(ASSIGNED TASK):
Each line of data below must be printed exactly as written, with any pictures removed.

(GIVEN RECORDS):

[Start of Attachment]

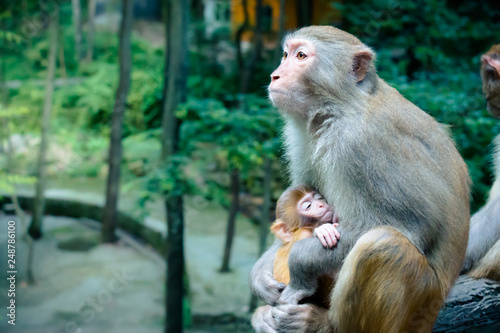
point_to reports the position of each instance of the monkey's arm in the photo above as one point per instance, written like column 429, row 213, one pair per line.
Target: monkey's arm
column 304, row 318
column 484, row 233
column 308, row 261
column 262, row 282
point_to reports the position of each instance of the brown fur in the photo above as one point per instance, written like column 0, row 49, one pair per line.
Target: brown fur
column 287, row 217
column 399, row 186
column 491, row 79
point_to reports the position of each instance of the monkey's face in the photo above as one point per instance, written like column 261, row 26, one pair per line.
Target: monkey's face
column 313, row 208
column 288, row 89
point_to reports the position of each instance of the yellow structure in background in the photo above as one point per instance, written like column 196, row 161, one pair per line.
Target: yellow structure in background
column 320, row 12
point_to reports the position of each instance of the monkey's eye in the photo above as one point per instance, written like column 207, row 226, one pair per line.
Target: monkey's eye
column 306, row 205
column 318, row 197
column 301, row 55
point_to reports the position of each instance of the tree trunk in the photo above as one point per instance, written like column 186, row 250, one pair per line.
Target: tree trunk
column 248, row 69
column 175, row 92
column 304, row 12
column 264, row 221
column 115, row 146
column 62, row 58
column 91, row 30
column 35, row 229
column 281, row 30
column 77, row 22
column 231, row 222
column 471, row 304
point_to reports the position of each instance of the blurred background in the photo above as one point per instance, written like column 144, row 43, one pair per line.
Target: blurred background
column 136, row 135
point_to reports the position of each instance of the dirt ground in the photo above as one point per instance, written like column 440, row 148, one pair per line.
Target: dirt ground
column 84, row 286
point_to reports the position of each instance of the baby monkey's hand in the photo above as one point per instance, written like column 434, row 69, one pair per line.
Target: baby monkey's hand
column 327, row 234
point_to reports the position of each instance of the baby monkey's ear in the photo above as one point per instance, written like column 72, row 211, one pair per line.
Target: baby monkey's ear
column 281, row 230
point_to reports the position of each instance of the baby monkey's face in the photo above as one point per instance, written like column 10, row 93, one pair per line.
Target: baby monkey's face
column 313, row 208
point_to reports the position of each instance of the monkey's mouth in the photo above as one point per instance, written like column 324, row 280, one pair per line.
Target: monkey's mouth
column 328, row 217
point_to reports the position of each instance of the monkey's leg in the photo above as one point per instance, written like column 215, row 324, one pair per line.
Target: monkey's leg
column 385, row 285
column 489, row 266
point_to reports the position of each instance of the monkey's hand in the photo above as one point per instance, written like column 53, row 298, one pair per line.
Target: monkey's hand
column 304, row 318
column 294, row 296
column 267, row 288
column 327, row 234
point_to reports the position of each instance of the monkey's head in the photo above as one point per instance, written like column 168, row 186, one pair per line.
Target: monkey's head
column 490, row 74
column 300, row 207
column 320, row 63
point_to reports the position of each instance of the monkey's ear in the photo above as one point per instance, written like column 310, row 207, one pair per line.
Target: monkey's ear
column 361, row 63
column 280, row 229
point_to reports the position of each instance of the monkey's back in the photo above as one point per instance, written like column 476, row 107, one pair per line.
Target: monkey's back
column 397, row 166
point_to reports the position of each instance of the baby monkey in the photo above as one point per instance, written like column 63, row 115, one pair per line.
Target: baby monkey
column 301, row 212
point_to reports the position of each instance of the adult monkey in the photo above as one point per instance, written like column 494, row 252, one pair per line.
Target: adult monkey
column 482, row 259
column 398, row 184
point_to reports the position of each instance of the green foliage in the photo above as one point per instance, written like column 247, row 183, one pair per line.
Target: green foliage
column 218, row 139
column 429, row 50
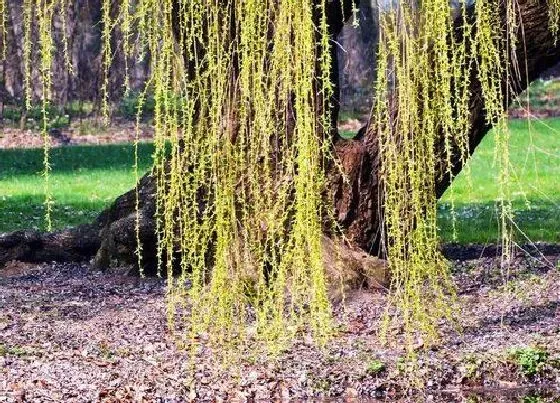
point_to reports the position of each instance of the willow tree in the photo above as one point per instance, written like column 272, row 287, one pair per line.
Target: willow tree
column 252, row 190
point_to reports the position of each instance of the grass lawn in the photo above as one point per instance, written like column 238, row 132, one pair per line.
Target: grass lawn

[End of Attachment]

(EXERCISE SOLUTION):
point_to reports the position of each instance of the monkey's arm in the photo above as one point per instance, written like column 429, row 213, one pair per line.
Target: monkey's arm
column 304, row 318
column 484, row 233
column 308, row 261
column 262, row 282
point_to reports the position of each instance of the brown fur in the photo above as one point per instance, written like column 0, row 49, one pair per line.
Target: brown fur
column 287, row 217
column 399, row 186
column 491, row 79
point_to reports the position of each instance of the monkey's face in the photo above as one point per instance, written like column 261, row 26, one pair per line.
Target: monkey's face
column 313, row 208
column 288, row 89
point_to reports the position of each instance of the yellow structure in background in the photo above as one point per instance, written like column 196, row 161, one pair per line.
Target: yellow structure in background
column 320, row 12
point_to reports the position of each instance of the monkey's eye in the photo above as one point per instance, written like column 207, row 226, one pair per line.
Target: monkey's eye
column 306, row 205
column 318, row 197
column 301, row 55
point_to reports the position of each instance of the tree trunk in the photo above as one point per instance, written like column 186, row 250, one pair per line.
Target: tree trunk
column 248, row 69
column 175, row 92
column 304, row 12
column 264, row 221
column 115, row 146
column 62, row 58
column 91, row 30
column 35, row 229
column 281, row 30
column 77, row 22
column 231, row 222
column 471, row 304
point_to reports the position of each instance of the blurred background in the photo above as one point per instance, written like column 144, row 43, one pair per line.
Target: blurred background
column 136, row 135
point_to reports the position of each instance of the dirt ground in the photo above as one point per instance, written like column 440, row 148, one pair per line.
Target: dirt ground
column 84, row 286
point_to reports the position of each instance of the baby monkey's hand in the photo above as one point per instance, written like column 434, row 69, one pair per line.
Target: baby monkey's hand
column 327, row 234
point_to reports the position of each instance of the baby monkey's ear in the photo above as one point per instance, written like column 72, row 211, one pair per line.
Target: baby monkey's ear
column 281, row 230
point_to reports the position of each instance of the baby monkey's face in the photo above as one point per instance, written like column 10, row 93, one pair per line.
Target: baby monkey's face
column 313, row 208
point_to reports the position of each instance of the monkey's mouth in the photo above as one point per instance, written like column 324, row 280, one pair per line.
Target: monkey's mouth
column 328, row 217
point_to reports the position of each instance of the monkey's leg in the photo above as one point per instance, written like column 215, row 324, one pair per line.
Target: monkey's leg
column 385, row 285
column 489, row 266
point_to reports the position of each instance of the monkey's hand in the photo above as one point per instance, written like column 53, row 298, one pair per line.
Target: monkey's hand
column 304, row 318
column 294, row 296
column 267, row 288
column 327, row 234
point_to reports the position of each instance of the monkey's head in the photo above as one point per instance, written like column 168, row 186, one pair per line.
Target: monkey's head
column 490, row 74
column 300, row 207
column 320, row 63
point_to reports the position of each instance of the monkey's ear in the photo above as one point per instance, written like column 310, row 207, one pair per line.
Target: monkey's ear
column 361, row 63
column 280, row 229
point_to reports the position of each instance of the monkey's back in the photo above as one point per instance, written like column 476, row 107, one pair per line.
Target: monkey's back
column 397, row 166
point_to reports the position of each instance of the baby monkey in the photo above as one point per instance, written like column 63, row 115, one pair per line.
Target: baby monkey
column 301, row 212
point_to reports the position of each instance of the adult monkey in the photo above as one point per instance, written like column 494, row 252, one pair per line.
Target: adult monkey
column 482, row 259
column 398, row 184
point_to reports the position of each instance of the green foliage in the photo above as one point per instance, written like column 247, row 183, one pair per line.
Target: green foliage
column 218, row 139
column 429, row 50
point_to reports the position of each instance of the willow tree in the photo above as one point per instance, written like column 272, row 287, one pair per line.
Target: willow tree
column 252, row 190
point_to reports the position of each instance of the grass lawn in the photo above as one point per instance, written like column 238, row 132, one pair per line.
Target: grass lawn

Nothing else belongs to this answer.